#### PROVIDED RECORDS
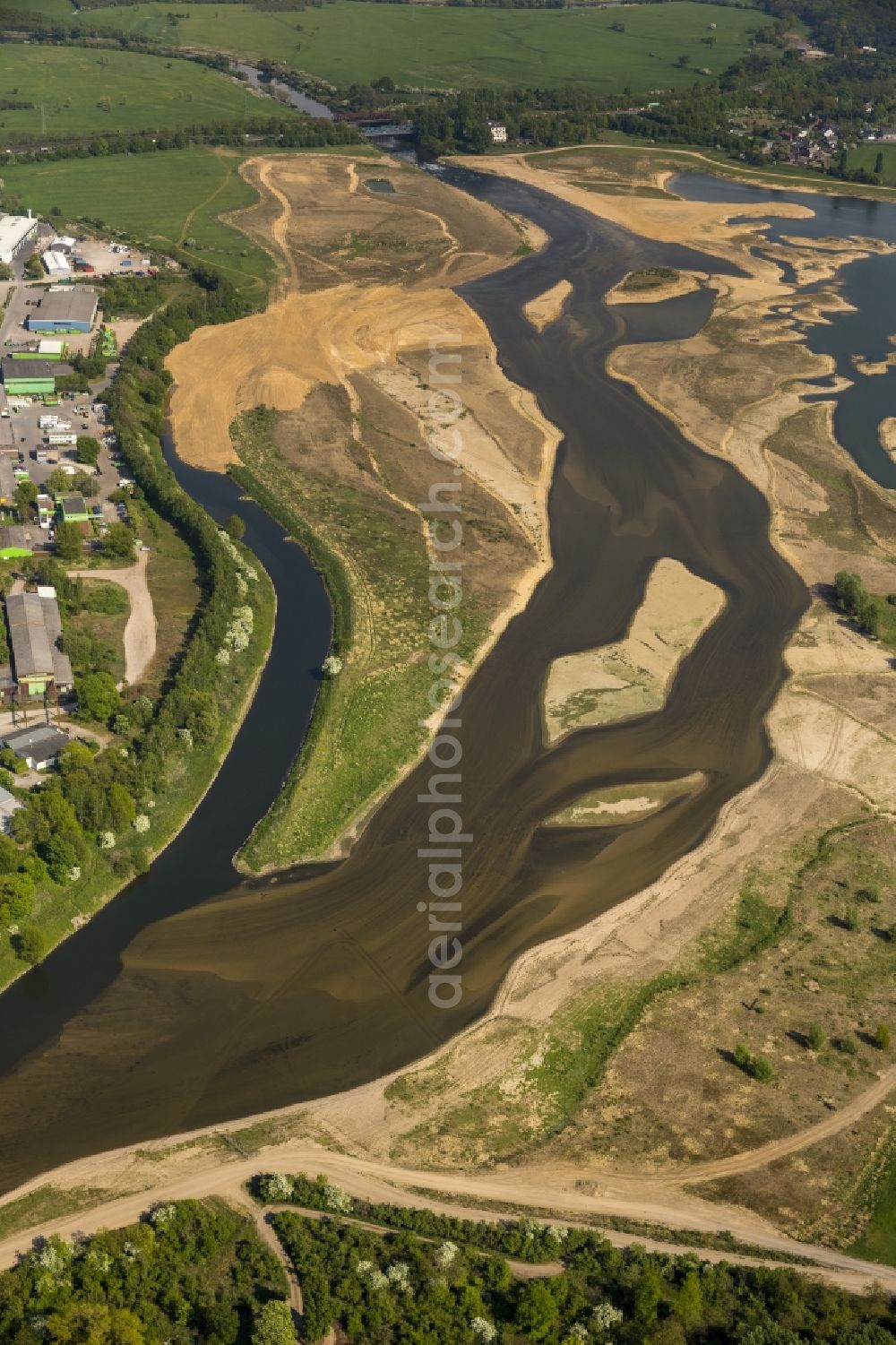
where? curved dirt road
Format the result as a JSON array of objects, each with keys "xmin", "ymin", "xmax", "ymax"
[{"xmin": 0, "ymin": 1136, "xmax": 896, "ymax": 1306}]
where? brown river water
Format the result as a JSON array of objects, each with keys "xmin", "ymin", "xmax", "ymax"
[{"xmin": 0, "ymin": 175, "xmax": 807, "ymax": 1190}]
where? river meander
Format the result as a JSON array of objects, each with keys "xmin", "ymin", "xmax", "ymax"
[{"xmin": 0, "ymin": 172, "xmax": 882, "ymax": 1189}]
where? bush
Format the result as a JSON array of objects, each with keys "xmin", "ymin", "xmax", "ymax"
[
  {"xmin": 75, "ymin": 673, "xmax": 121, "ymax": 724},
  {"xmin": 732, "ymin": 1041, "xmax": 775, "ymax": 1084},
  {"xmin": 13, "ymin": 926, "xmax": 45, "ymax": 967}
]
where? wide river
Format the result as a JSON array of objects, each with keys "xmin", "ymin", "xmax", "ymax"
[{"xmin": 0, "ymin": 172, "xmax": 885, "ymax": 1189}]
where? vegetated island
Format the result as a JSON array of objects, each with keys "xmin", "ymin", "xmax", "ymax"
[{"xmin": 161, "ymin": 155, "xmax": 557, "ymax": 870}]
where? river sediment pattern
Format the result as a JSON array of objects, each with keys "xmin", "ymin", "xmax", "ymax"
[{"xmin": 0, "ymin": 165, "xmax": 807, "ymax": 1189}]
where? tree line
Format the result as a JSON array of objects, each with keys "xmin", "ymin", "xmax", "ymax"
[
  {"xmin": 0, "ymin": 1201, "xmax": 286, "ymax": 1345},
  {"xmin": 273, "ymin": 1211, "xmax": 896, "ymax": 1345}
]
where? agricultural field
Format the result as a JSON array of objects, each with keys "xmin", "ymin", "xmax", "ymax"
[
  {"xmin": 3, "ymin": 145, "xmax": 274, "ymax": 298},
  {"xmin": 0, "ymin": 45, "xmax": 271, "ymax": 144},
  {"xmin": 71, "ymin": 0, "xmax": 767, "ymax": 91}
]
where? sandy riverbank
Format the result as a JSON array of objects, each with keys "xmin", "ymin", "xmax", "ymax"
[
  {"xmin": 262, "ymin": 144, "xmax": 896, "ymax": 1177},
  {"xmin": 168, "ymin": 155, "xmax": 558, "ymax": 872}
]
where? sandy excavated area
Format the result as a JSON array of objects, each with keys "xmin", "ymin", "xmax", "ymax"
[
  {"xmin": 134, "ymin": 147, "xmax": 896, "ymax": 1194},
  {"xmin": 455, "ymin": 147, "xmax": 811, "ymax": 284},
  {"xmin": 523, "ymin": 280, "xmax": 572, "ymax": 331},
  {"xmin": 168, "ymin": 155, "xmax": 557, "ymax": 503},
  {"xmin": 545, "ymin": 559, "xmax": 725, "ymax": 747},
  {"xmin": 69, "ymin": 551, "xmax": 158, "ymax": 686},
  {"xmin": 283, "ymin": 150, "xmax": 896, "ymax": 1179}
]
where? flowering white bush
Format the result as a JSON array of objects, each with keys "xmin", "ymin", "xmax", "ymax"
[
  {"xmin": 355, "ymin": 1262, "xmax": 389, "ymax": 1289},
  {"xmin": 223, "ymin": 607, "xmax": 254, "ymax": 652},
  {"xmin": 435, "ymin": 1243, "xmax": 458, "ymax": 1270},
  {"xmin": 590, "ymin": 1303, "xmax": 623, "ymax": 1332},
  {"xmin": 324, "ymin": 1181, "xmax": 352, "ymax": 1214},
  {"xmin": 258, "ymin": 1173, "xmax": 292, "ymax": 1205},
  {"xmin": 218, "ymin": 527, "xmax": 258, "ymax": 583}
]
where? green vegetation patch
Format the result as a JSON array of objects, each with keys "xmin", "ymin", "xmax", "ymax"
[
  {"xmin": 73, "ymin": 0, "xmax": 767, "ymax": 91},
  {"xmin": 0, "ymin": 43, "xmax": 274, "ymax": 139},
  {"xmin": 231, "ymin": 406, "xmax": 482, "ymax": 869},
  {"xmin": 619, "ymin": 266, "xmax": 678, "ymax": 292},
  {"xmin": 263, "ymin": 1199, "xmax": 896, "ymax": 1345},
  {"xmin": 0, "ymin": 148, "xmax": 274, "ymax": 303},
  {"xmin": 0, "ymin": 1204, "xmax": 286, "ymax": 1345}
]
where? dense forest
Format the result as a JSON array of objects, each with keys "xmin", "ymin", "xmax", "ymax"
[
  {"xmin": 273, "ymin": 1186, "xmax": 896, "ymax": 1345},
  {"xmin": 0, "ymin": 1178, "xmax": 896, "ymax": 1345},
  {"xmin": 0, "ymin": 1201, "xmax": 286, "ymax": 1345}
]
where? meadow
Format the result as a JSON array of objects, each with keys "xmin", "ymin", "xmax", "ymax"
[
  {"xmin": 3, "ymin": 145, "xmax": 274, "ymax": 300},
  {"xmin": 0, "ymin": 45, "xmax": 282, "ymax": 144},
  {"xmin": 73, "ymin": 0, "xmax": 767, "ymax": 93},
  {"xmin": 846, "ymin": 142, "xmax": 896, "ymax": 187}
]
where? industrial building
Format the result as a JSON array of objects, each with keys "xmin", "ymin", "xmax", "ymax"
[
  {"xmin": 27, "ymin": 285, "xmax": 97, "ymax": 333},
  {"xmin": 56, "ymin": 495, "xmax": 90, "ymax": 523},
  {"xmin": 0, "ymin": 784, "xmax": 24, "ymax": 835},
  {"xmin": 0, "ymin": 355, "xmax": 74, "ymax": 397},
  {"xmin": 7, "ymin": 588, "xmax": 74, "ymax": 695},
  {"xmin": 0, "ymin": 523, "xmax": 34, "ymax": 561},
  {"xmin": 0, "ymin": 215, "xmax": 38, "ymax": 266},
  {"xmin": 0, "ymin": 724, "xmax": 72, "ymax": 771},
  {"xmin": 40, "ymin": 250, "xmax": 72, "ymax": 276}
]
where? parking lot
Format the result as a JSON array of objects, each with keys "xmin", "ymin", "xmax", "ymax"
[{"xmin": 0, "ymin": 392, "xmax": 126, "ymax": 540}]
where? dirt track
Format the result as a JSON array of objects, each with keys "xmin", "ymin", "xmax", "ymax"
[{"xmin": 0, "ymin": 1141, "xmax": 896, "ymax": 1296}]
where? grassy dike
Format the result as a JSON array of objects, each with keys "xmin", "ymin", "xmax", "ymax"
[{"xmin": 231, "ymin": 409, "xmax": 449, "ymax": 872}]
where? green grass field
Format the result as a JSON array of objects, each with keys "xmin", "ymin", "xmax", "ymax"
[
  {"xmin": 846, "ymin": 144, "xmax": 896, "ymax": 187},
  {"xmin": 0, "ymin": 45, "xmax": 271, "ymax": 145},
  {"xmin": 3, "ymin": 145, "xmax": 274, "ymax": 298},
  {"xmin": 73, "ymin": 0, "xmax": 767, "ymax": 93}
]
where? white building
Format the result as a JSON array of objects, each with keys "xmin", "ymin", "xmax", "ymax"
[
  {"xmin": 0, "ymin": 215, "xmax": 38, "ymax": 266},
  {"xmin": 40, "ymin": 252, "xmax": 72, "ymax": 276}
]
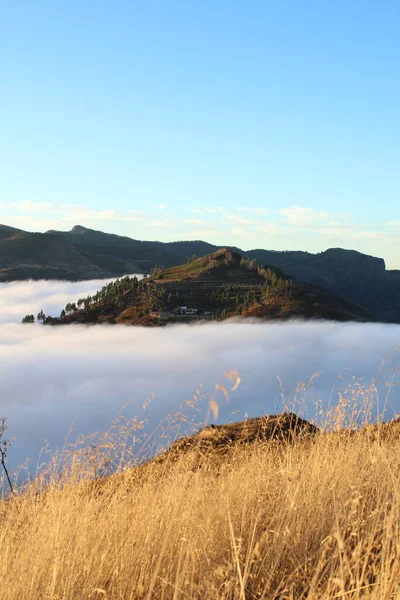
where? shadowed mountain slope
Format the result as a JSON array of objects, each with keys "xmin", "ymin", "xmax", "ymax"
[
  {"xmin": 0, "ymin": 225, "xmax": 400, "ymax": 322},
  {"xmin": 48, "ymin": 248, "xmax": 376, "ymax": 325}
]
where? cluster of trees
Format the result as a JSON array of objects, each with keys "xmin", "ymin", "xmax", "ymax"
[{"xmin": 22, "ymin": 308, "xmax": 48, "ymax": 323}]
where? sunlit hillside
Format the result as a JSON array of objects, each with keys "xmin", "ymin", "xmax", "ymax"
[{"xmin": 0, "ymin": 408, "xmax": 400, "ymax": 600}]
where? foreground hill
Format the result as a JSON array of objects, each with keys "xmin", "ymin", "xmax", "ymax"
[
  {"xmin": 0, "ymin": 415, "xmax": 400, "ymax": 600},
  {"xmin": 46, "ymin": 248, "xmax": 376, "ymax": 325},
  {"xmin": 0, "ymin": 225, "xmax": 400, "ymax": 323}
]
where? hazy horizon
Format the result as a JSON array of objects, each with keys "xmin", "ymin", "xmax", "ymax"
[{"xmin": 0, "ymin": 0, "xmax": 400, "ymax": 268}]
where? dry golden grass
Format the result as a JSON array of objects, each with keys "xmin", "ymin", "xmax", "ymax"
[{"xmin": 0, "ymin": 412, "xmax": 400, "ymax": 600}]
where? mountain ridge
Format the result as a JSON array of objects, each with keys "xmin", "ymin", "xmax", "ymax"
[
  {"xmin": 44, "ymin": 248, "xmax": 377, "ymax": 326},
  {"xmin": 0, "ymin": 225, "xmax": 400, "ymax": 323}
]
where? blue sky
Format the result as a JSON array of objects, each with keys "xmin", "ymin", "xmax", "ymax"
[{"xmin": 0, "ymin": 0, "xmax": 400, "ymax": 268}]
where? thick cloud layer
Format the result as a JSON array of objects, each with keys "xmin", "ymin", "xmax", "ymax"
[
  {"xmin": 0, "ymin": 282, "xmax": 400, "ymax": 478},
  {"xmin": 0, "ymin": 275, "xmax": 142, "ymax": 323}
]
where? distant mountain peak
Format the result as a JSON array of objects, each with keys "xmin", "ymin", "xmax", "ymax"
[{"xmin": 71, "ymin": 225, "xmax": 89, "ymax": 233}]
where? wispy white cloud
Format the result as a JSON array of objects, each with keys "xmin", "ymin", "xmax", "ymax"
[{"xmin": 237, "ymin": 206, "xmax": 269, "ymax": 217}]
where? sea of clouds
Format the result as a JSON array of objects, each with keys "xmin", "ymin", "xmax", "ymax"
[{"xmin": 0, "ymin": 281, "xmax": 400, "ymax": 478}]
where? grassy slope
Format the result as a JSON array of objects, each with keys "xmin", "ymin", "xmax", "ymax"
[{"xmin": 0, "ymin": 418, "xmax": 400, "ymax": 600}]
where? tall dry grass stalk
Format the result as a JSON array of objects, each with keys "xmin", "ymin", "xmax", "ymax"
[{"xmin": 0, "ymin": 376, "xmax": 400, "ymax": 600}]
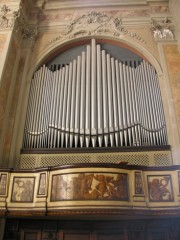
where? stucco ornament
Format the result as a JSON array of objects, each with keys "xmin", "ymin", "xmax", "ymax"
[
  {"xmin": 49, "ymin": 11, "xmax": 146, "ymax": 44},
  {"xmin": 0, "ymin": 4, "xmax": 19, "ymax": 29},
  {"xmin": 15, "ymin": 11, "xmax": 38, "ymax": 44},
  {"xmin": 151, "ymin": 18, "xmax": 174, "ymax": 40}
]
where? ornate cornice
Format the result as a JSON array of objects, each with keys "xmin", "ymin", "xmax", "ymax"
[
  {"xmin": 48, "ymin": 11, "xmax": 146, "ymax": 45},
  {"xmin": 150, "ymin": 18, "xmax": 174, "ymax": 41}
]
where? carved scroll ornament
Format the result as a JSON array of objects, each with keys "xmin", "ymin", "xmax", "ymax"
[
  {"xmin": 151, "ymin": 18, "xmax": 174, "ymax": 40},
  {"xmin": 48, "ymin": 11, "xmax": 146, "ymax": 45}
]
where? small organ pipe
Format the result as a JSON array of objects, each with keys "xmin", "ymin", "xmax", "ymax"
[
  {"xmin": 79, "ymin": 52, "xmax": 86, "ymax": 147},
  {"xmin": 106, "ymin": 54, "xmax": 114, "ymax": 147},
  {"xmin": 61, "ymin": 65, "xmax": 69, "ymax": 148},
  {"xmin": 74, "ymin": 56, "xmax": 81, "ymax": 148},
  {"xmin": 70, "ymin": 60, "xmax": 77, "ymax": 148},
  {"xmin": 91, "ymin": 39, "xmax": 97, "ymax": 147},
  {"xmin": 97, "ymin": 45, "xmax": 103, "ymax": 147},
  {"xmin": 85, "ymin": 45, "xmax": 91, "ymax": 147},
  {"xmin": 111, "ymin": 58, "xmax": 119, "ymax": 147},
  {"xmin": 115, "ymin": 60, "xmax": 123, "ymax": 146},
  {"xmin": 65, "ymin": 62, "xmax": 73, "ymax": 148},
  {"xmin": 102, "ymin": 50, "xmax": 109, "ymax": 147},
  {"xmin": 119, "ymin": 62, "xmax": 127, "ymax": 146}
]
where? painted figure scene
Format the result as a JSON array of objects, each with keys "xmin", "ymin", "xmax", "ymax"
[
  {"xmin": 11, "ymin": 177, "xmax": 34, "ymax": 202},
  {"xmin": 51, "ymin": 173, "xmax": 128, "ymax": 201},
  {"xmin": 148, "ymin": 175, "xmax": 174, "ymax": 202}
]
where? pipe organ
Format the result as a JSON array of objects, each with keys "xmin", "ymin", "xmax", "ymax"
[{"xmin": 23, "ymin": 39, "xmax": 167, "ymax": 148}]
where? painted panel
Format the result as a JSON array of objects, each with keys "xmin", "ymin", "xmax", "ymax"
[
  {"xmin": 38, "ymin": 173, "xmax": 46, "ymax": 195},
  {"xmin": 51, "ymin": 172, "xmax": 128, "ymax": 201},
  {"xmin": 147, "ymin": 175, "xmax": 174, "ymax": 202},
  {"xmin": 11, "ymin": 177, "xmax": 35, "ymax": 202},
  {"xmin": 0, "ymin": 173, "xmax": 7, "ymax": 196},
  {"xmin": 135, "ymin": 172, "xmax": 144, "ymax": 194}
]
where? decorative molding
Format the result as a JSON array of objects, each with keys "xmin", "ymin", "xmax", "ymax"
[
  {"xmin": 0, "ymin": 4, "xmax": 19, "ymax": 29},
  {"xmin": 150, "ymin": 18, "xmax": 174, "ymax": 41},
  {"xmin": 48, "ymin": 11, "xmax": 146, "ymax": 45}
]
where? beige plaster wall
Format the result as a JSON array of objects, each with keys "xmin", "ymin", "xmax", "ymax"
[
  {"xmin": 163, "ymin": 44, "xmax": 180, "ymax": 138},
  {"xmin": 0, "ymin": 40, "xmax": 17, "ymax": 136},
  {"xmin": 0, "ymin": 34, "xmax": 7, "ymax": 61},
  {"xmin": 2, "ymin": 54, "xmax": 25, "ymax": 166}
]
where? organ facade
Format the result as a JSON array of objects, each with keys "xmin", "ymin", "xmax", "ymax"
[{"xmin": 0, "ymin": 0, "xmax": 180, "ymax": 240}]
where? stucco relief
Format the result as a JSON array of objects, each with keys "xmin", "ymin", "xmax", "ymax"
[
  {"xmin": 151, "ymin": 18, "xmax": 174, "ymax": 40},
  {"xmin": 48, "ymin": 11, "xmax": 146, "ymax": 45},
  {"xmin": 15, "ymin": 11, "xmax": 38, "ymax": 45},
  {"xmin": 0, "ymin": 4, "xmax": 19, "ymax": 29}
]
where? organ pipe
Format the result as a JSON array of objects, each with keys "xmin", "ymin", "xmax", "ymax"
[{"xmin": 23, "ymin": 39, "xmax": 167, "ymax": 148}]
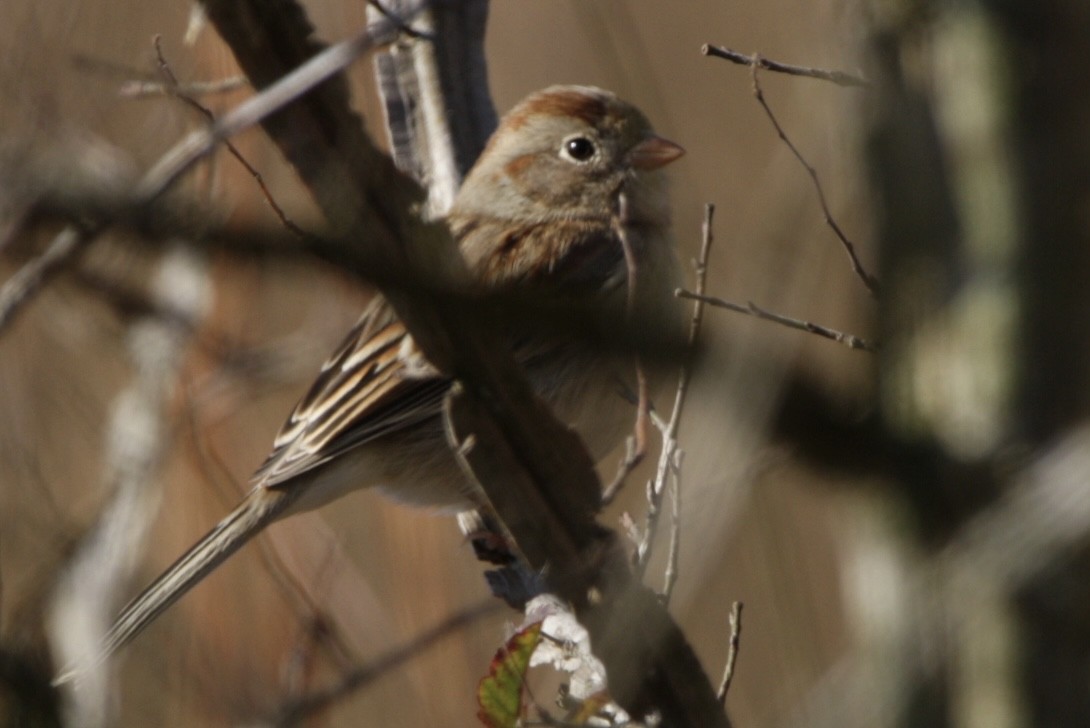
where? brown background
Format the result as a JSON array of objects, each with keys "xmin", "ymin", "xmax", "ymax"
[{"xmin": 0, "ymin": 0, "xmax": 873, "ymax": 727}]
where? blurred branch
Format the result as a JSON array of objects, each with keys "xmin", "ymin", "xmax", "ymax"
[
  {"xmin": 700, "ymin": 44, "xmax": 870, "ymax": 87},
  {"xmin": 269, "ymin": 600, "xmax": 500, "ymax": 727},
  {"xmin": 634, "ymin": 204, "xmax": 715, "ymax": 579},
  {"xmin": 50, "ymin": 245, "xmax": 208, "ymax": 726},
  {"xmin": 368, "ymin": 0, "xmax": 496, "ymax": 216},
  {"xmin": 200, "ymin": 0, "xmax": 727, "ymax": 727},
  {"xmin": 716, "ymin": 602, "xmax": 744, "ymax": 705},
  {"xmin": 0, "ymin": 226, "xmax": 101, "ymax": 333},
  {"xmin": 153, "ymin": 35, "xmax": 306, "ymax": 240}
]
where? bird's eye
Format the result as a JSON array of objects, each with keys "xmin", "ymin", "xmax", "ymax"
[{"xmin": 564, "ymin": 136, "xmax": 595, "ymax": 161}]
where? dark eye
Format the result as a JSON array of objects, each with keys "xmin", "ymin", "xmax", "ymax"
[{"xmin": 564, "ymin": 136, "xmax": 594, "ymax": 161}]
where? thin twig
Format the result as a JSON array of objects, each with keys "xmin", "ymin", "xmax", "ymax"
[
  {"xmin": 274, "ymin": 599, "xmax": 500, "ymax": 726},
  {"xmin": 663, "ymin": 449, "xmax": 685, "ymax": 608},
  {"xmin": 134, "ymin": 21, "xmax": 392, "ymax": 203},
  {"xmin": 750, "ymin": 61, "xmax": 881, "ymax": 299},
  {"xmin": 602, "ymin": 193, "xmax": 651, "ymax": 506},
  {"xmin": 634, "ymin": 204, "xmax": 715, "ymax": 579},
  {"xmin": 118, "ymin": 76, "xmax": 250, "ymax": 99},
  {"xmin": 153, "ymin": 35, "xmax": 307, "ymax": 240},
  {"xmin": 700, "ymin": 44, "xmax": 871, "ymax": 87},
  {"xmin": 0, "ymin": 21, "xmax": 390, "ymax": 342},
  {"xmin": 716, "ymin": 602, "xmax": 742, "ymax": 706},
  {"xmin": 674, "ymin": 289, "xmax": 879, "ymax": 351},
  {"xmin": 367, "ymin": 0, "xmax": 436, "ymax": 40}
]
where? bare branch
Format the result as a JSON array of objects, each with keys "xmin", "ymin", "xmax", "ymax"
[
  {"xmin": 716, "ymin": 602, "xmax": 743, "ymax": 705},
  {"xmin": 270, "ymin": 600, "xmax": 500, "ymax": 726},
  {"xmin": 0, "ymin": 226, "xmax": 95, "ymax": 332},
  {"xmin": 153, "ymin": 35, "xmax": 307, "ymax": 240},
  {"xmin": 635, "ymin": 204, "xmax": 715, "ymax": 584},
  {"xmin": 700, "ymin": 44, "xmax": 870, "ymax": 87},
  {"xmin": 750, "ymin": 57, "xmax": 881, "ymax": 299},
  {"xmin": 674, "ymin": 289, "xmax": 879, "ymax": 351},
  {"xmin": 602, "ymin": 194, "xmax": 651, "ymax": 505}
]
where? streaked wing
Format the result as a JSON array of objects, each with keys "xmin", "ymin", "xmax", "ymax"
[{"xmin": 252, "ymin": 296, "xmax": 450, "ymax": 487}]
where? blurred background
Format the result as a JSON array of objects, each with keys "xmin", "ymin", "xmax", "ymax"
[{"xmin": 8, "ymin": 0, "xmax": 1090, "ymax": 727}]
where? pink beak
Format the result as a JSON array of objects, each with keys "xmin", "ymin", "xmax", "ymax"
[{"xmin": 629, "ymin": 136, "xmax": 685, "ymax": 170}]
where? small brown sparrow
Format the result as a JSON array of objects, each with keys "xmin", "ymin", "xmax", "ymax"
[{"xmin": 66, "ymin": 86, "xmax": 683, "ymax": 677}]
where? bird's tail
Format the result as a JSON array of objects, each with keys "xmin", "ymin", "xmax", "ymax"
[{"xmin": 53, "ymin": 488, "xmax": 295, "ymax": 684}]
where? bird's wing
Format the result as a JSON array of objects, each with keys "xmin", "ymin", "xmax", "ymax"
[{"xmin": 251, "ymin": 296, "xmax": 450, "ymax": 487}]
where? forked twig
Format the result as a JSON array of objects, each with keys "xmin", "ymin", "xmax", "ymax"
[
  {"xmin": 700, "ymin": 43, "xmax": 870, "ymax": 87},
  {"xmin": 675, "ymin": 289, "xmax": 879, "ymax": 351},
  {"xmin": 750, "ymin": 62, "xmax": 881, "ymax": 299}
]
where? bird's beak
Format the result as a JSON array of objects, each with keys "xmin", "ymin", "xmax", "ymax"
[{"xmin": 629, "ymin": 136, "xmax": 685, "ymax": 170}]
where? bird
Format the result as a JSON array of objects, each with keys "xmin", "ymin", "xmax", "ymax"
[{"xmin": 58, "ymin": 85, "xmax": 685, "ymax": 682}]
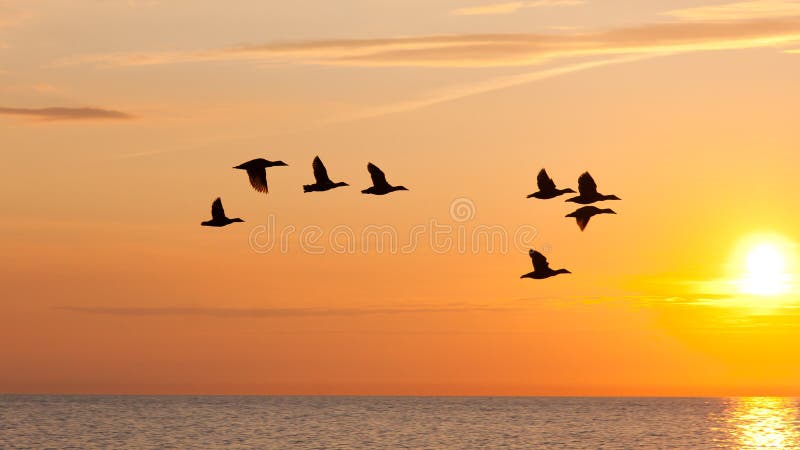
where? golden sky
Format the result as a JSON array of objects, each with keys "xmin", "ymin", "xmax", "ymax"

#### EXERCISE TASK
Reproduce the data verbatim from the line containing "where? forked twig" through the end of the data, both ends included. Omit the pictures.

#### COMPLETE RESPONSE
where? forked twig
Format the result as a JSON array of objects, each with keys "xmin", "ymin", "xmax", "ymax"
[
  {"xmin": 700, "ymin": 43, "xmax": 870, "ymax": 87},
  {"xmin": 675, "ymin": 289, "xmax": 879, "ymax": 351},
  {"xmin": 750, "ymin": 62, "xmax": 881, "ymax": 299}
]
where? bird's beak
Format the result as a JSON array of objects, each with keys "xmin", "ymin", "xmax", "ymax"
[{"xmin": 629, "ymin": 136, "xmax": 685, "ymax": 170}]
where? bird
Format the result as a JSON array of objects, each with keys "xmin", "ymin", "xmax", "ymax"
[{"xmin": 58, "ymin": 85, "xmax": 685, "ymax": 682}]
where? golden sky
Format the result as a JSON array of objects, each with keys "xmin", "ymin", "xmax", "ymax"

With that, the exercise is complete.